● **WHAT THE TASK REQUIRES**
Please give back word for word the lines of the material below between the line containing "[tag] ceiling fan light" and the line containing "[tag] pink pillow (a point for each instance)", inclusive.

● **DATA SUPPLIED**

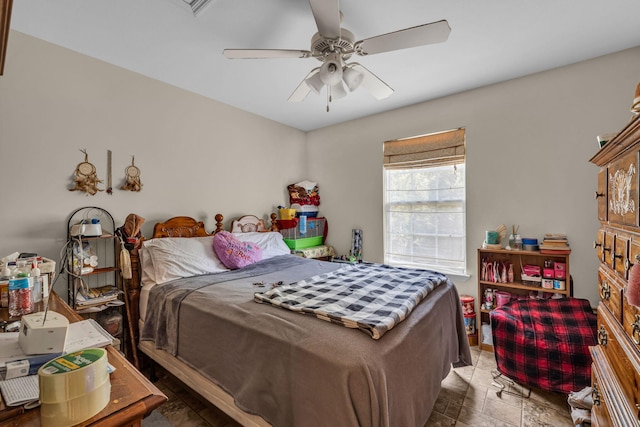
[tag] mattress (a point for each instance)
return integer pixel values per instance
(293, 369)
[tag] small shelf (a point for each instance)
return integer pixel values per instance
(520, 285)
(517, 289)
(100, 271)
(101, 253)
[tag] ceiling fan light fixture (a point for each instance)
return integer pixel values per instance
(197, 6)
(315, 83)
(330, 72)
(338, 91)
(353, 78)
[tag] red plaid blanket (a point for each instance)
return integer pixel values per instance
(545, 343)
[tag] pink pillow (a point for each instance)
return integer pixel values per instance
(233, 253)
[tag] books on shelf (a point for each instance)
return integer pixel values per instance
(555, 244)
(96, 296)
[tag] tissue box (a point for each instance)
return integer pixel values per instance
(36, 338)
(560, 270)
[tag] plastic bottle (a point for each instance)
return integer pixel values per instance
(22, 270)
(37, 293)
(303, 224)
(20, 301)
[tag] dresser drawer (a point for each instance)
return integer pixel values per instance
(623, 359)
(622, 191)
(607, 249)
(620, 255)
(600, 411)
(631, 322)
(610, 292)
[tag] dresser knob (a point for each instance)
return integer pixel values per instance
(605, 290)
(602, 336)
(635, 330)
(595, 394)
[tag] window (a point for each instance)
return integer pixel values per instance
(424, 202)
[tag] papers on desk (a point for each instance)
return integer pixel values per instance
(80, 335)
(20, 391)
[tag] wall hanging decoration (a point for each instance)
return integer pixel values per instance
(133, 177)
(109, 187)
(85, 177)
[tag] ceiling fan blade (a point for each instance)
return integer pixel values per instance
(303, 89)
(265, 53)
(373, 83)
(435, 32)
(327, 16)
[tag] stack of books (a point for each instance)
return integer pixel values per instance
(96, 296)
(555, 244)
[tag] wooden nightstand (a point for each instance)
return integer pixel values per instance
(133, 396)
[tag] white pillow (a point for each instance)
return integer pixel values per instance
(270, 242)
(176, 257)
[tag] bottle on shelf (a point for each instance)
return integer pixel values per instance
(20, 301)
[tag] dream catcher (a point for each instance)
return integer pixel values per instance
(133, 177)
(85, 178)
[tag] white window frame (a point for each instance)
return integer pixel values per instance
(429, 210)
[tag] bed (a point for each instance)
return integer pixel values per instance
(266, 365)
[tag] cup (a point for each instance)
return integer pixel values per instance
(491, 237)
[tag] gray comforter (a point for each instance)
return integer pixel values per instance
...
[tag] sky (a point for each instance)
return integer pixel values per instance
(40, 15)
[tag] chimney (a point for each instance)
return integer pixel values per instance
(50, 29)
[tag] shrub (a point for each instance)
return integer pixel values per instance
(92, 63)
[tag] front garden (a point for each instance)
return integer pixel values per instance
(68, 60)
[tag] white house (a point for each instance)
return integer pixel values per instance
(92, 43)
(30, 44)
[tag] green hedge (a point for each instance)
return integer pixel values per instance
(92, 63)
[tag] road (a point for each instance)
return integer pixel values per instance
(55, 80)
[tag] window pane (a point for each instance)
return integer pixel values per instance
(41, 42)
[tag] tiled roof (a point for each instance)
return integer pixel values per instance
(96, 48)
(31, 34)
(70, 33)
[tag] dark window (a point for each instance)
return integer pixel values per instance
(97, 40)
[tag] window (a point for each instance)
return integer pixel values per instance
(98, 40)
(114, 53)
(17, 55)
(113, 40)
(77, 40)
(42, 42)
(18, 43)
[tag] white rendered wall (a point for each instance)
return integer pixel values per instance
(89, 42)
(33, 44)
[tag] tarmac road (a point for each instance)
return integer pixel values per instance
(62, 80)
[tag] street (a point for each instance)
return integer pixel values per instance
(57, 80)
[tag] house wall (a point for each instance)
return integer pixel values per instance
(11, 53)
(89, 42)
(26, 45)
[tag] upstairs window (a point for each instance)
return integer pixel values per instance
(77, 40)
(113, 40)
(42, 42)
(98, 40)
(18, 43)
---
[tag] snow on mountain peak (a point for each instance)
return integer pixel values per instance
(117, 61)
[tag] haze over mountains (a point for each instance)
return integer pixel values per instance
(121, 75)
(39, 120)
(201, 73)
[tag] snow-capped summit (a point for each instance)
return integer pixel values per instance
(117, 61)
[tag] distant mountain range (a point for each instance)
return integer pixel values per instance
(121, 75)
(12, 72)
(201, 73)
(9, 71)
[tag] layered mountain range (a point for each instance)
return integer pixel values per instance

● **TASK ANSWER**
[tag] ceiling fan light fixture (a point for each instance)
return integer pixel values per instance
(197, 6)
(315, 83)
(330, 72)
(338, 91)
(353, 78)
[tag] red plaid blanket (a point for each instance)
return integer pixel values per instance
(545, 343)
[tag] pink pillow (a point for each instance)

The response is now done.